§ **Exercise directions**: Copy exactly the run of lines that begins at the line with "of the soil" and ends at the final line of the entries.

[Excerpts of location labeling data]
^^^^
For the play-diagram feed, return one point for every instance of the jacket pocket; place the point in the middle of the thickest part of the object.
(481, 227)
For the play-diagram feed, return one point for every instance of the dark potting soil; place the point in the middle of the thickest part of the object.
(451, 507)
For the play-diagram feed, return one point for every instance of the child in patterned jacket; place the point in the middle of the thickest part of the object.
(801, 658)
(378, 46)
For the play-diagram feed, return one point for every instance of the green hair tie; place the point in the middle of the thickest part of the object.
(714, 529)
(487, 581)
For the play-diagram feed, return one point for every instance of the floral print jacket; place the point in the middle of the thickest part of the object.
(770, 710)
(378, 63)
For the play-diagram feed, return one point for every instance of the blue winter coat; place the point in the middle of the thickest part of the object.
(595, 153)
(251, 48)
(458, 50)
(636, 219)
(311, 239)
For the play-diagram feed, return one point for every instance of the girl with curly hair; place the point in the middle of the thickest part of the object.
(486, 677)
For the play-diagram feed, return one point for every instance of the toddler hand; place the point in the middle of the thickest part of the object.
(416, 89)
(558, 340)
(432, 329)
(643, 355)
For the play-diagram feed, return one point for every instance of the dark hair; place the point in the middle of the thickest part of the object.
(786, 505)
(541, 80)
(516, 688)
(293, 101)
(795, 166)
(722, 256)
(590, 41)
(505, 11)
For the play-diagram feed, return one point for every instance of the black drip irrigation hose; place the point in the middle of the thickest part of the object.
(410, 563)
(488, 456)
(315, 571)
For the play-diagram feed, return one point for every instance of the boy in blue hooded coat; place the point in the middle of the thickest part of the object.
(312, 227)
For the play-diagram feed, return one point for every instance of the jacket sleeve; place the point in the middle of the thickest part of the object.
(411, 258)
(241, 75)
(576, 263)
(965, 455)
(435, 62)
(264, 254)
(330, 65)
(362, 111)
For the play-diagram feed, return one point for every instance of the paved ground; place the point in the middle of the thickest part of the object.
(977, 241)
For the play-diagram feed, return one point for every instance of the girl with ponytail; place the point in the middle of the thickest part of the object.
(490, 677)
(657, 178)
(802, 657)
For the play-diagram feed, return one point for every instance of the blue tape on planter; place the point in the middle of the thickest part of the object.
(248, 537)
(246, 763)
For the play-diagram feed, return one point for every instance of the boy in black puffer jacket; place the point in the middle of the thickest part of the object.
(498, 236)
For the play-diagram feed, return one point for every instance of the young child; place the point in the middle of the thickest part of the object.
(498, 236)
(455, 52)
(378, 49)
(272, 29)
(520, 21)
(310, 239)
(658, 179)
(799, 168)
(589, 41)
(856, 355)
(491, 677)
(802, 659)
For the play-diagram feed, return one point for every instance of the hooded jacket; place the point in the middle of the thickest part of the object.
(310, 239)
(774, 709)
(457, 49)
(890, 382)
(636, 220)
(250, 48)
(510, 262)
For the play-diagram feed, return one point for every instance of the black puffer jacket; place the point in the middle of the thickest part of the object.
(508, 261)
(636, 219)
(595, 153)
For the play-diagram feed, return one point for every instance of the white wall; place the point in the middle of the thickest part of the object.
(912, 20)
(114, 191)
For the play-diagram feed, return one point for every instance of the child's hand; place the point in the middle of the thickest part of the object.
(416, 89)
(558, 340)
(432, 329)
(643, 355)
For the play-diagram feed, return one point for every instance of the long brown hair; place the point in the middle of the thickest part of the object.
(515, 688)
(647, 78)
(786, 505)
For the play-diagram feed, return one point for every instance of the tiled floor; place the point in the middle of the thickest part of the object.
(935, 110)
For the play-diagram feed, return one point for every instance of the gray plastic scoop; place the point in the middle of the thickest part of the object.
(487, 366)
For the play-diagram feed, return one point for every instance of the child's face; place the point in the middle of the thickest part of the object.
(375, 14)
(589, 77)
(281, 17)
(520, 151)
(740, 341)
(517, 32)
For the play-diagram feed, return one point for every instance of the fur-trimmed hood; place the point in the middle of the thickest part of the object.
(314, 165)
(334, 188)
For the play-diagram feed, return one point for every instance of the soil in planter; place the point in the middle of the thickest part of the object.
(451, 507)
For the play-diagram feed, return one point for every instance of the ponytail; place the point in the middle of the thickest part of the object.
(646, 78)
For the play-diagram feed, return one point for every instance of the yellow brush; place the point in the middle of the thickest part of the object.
^^^^
§ **Result for this exercise**:
For the play-diagram feed, return one point for every instance of the soil in planter; place the point in the middle of the thickest part of the object.
(451, 507)
For the play-diagram feed, return one point for every instance of the ponytail; place the point in the middle of the thickest part of the object.
(646, 78)
For the play-diagram feed, return one point for every instance of the yellow brush; place the point in the middle of the thickest part of the object.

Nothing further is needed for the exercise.